# PASSAGE DU DOCUMENT
------------

Dernière mise à jour : 13 nov. 2021

Le 5 octobre, Barbara Pompili, ministre de la Transition écologique, exposait "10 mesures pour un développement responsable et maitrisé de l'éolien".

Décryptage et réponse.



“Il n’y a pas d’alternative pour construire rapidement des capacités massives de production d’électricité décarbonée. Ceux qui vous disent le contraire font preuve de légèreté ou de malhonnêteté intellectuelle.” (B. Pompili)

Non Madame Pompili, loin de nous l'idée de nier l'évidence. Le changement climatique nous impose de trouver des solutions, chacun.e à notre niveau, pour répondre à la folle escalade des émissions de gaz à effet de serre. Oui bien sûr, nous en sommes conscients, nous ne pourrons pas nous passer du nucléaire dans les décennies à venir : nos choix passés rendent la chose impossible, à moyen terme tout au moins. Et oui bien sûr, comme vous le dites aussi, "les coûts de production de l’éolien ont baissé de 25% et s’établissent aujourd’hui autour de 60 €/MWh". Vous dites plus loin que cette énergie est "à bon marché". Mais à quel prix est-il acheté en réalité par notre réseau national, à coup de subventions financées par nos impôts ?


Vous dites aussi entendre les protestations venant des territoires. "Alors regardons la réalité en face : aujourd’hui, dans certains territoires, nos concitoyens ne veulent plus des éoliennes. Lorsqu’ils vivent au milieu de dizaines d’éoliennes de plus de 100 mètres de haut, ils peuvent éprouver un sentiment compréhensible de saturation. Je suis une élue de la Somme, un territoire qui concentre une forte densité d’éoliennes, et je comprends que la transformation rapide d’un certain nombre de paysages ait pu provoquer de l’incompréhension voire de la colère."

------------

# SEGMENT DE DONNÉES
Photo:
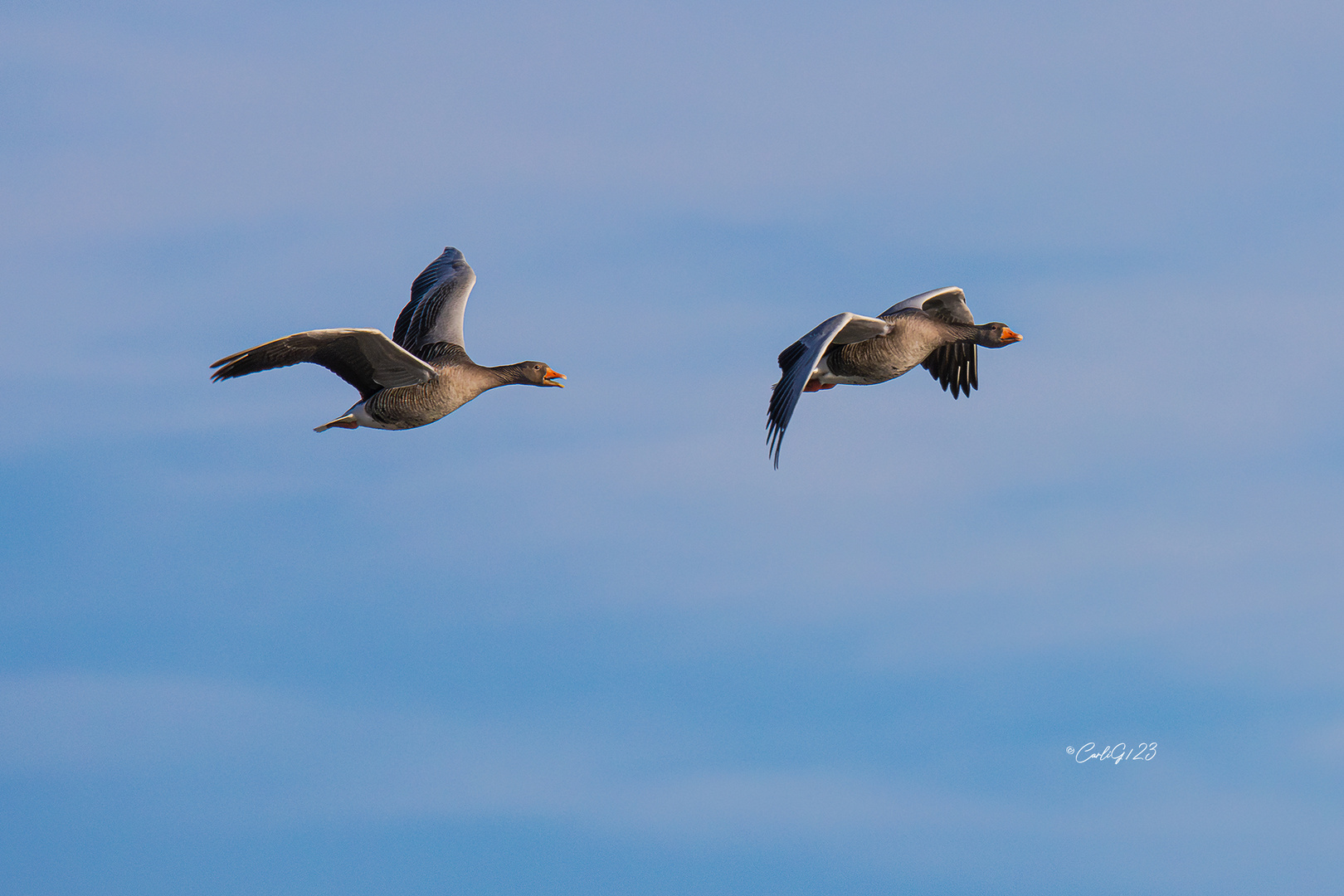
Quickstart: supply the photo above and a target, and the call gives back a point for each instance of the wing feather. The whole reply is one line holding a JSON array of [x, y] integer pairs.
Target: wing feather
[[947, 304], [800, 360], [438, 304], [363, 358]]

------------

# ÉNONCÉ DU PROBLÈME
Extrayez mot pour mot du passage sur l'éolien la partie qui commence à « Non Madame Pompili, loin » et se termine à « nos impôts ? ».

# RÉPONSE PROPOSÉE
Non Madame Pompili, loin de nous l'idée de nier l'évidence. Le changement climatique nous impose de trouver des solutions, chacun.e à notre niveau, pour répondre à la folle escalade des émissions de gaz à effet de serre. Oui bien sûr, nous en sommes conscients, nous ne pourrons pas nous passer du nucléaire dans les décennies à venir : nos choix passés rendent la chose impossible, à moyen terme tout au moins. Et oui bien sûr, comme vous le dites aussi, "les coûts de production de l’éolien ont baissé de 25% et s’établissent aujourd’hui autour de 60 €/MWh". Vous dites plus loin que cette énergie est "à bon marché". Mais à quel prix est-il acheté en réalité par notre réseau national, à coup de subventions financées par nos impôts ?